# PÁGINA
····················

3. Cisma de Miguel Cerulario

   La verdadera y definitiva separación de la iglesia oriental tardó un par de siglos en llegar y tuvo raíces culturales y políticas que aumentaron con el tiempo. Mien­tras la cultura occidental se transformaba, sobre todo por la influencia de los pueblos europeos ya estabilizados, como era el caso de los visigodos, de los francos y sobre todo de los germanos, en Oriente se mantenía el espíritu helenístico.
   Aunque se reconocía en Constantinopla cierta primacía honorífica al Obispo de Roma, no se aceptaron ni por los Emperadores ni por Patriarcas de la Sede determinadas  exigencias jurisdiccionales de los Papas. Esas exigencias aumentaron con la llegada al pontificado de León IX (1048-1054) y con sus sucesores.
   El emperador bizantino Constantino IX Monómaco derrocó al anterior emperador, Miguel IV Paflagonio, y nombró a Focio Patriarca en 1043, tres años después de hacerse monje. Inició entonces una dura campaña contra las iglesias latinas de su propia ciudad y terminó ce­rrándolas. Los pretextos eran nimios, como el uso de pan ácimo por los latinos en la Eucaristía o el mantenimiento por ellos de la palabra "filioque" en el Credo.
   Excomulgado en 1054, junto a toda la Iglesia oriental, Cerulario rechazó el primado del León IX. Escribió una encíclica en defensa de la independencia de la Iglesia bizantina en igualdad con la occidental. Afirmó la primacía de la Iglesia sobre el Estado, juicio que provocó su destitución y condena al exilio por el Emperador bizantino, entonces Isaac I Comneno.
   El cardenal Humberto de Silva Cándi­da fue enviado a Constantinopla desde Roma en 1054 para lograr la reconciliación y la unidad, pero resultó tan intolerante como Cerulario y concluyó su visita con la mutua excomunión entre ambas sedes episcopales.
   El saqueo de Constantinopla durante la cuarta Cruzada (1204) aumentó la oposi­ción a Occidente y anuló los esfuerzos para restablecer la unidad. La separación se consolidó y tardaría mil años en volver el espíritu de diálogo.
   El 7 de Diciembre de 1965 las mutuas exco­mu­niones fueron anuladas por el papa Pablo VI y por el patriarca Atenágoras I, como símbolo de acerca­miento entre ambas Iglesias.
   La Iglesia ortodoxa sigue hoy organi­zada como comunidad de iglesias independientes, autocéfalas, gobernadas por su propio obispo. Lo que varía en cada país es la lengua del culto. Cada Obispo en su Iglesia se llama patriarca, metropolitano o arzobispo. Es presidentes de los sínodos episcopales que, en cada iglesia, constituyen la más alta autoridad doctrinal y adminis­trativa.

····················

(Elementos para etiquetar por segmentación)
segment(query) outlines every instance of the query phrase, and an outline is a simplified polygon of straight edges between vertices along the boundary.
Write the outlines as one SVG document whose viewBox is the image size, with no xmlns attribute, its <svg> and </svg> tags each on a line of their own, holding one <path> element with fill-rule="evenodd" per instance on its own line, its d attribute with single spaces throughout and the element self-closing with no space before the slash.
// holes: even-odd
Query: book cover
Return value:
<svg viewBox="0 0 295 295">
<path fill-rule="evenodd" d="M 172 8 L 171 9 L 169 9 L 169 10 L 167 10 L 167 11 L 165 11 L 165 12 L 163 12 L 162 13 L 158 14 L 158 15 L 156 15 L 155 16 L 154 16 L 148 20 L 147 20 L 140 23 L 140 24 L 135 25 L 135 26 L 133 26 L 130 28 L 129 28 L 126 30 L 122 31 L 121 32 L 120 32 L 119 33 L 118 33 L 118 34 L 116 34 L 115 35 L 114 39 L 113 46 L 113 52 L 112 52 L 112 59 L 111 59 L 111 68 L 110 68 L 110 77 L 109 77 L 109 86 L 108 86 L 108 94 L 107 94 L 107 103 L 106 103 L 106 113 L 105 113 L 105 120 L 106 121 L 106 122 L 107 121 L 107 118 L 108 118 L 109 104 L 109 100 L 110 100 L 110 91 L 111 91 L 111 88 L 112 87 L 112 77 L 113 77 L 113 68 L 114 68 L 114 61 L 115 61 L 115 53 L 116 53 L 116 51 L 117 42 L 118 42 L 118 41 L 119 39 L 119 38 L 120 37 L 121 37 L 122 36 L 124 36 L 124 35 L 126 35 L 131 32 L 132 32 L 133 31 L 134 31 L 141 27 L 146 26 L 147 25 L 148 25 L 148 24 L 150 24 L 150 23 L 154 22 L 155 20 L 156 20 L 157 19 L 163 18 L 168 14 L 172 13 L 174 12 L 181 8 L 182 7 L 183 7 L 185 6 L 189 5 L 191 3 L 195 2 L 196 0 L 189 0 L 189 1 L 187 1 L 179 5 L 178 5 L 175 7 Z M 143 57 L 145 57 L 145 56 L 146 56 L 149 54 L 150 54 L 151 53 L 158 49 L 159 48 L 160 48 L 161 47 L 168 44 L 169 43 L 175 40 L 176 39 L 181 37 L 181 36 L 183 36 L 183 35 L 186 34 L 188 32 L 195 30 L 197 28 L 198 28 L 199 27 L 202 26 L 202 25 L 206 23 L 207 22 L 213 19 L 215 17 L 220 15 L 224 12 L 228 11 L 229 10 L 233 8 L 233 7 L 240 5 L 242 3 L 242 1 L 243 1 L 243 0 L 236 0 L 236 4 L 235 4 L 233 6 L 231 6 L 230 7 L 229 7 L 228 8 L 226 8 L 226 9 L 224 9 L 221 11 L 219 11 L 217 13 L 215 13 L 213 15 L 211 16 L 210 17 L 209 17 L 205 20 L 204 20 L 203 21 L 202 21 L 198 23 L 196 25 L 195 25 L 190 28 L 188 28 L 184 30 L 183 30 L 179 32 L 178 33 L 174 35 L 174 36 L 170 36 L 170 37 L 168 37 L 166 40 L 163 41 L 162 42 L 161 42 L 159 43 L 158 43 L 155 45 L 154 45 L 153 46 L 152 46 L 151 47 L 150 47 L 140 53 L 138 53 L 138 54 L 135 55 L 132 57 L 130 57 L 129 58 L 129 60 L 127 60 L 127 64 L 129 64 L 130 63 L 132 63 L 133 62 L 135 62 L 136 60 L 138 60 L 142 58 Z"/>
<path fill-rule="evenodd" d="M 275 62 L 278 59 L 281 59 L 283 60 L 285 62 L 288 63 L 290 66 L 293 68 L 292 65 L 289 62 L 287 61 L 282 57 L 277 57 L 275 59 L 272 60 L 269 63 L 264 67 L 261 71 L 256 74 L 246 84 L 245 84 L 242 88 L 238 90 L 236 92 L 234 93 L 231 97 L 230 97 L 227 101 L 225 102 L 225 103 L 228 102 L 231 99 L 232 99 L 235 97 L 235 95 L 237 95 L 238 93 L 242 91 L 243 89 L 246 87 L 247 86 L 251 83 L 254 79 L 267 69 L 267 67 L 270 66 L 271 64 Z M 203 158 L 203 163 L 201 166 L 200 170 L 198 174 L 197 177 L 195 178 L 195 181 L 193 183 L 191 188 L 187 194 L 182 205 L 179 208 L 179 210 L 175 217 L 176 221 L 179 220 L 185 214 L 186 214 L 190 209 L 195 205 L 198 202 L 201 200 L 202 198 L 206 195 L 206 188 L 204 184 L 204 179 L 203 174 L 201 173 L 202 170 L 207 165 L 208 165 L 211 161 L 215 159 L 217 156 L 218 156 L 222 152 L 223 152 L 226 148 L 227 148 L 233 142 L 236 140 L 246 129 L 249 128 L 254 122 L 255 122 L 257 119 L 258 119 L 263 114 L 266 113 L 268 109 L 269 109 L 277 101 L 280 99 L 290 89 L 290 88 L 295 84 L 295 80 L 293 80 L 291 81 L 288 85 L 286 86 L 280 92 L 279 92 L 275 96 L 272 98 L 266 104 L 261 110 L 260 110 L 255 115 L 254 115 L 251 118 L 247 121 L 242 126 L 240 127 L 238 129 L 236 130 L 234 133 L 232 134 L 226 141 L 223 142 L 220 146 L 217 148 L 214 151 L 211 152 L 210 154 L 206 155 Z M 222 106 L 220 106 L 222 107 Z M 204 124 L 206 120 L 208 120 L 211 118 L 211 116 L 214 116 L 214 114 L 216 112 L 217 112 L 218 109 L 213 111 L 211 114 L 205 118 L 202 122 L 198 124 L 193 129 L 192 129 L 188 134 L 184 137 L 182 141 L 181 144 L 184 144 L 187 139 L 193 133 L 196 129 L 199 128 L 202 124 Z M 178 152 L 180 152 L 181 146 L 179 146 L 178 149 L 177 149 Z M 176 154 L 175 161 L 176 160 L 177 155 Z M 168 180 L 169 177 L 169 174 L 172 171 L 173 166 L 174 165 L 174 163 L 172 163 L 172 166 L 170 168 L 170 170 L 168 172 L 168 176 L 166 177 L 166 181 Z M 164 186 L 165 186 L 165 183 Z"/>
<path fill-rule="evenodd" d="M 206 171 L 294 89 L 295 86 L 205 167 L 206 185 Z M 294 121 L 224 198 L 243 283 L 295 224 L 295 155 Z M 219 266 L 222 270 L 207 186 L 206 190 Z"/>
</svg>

····················

# LISTA DE TAREAS
a) Transcribe del texto sobre el cisma todo lo que va desde "El 7 de Diciembre" hasta "entre ambas Iglesias.", letra por letra.
b) Según el texto sobre el cisma, ¿en qué fecha anularon las mutuas excomuniones el papa Pablo VI y el patriarca Atenágoras I?
Para responder, usa solamente el texto sobre el cisma.

# LAS RESPUESTAS
a)
El 7 de Diciembre de 1965 las mutuas exco­mu­niones fueron anuladas por el papa Pablo VI y por el patriarca Atenágoras I, como símbolo de acerca­miento entre ambas Iglesias.

b) El 7 de diciembre de 1965.